• _WHAT IS EXPECTED_
In full and word for word, give the records again.

Data excerpts:
++++++++++++++++++++

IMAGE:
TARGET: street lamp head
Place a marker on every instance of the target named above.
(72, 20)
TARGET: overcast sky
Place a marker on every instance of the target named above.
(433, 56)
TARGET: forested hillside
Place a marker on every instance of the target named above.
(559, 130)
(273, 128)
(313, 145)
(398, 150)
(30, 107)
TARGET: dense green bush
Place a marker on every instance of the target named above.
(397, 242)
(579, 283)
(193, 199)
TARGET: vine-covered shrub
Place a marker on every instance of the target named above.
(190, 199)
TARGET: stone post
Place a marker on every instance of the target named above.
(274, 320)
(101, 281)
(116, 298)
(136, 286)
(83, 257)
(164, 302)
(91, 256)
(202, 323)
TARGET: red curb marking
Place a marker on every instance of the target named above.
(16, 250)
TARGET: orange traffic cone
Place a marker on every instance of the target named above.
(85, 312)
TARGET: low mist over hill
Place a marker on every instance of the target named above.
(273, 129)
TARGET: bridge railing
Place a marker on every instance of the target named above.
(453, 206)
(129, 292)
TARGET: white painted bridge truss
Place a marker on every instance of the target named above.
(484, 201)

++++++++++++++++++++

• _RESULT_
IMAGE:
TARGET: street lamp head
Place a marker on every instance of the target named above.
(72, 20)
TARGET: overcast sky
Place a marker on every instance of the target named above.
(433, 56)
TARGET: forested hillside
Place a marker on every instance of the target named above.
(559, 130)
(273, 128)
(313, 145)
(398, 150)
(30, 107)
TARGET: dense green bush
Place a marker on every instance of the target named above.
(397, 242)
(579, 283)
(193, 199)
TARGET: vine-covered shrub
Place a marker on every instance of the target named above.
(190, 199)
TARGET: stone post
Place a marker on every instance of the target named above.
(274, 320)
(101, 281)
(116, 298)
(136, 286)
(83, 257)
(164, 302)
(91, 256)
(202, 323)
TARGET: red curb marking
Place a marker on every instance of the target named above.
(16, 250)
TARGET: orange traffic cone
Place a marker on every instance of the target named above.
(85, 312)
TARGET: low mist over hill
Place a marker on every instance of the target named above.
(273, 129)
TARGET: bridge railing
Place a marker on every instance of the target named above.
(453, 206)
(129, 292)
TARGET: white painted bridge truss
Place a marker on every instance of the target named above.
(484, 201)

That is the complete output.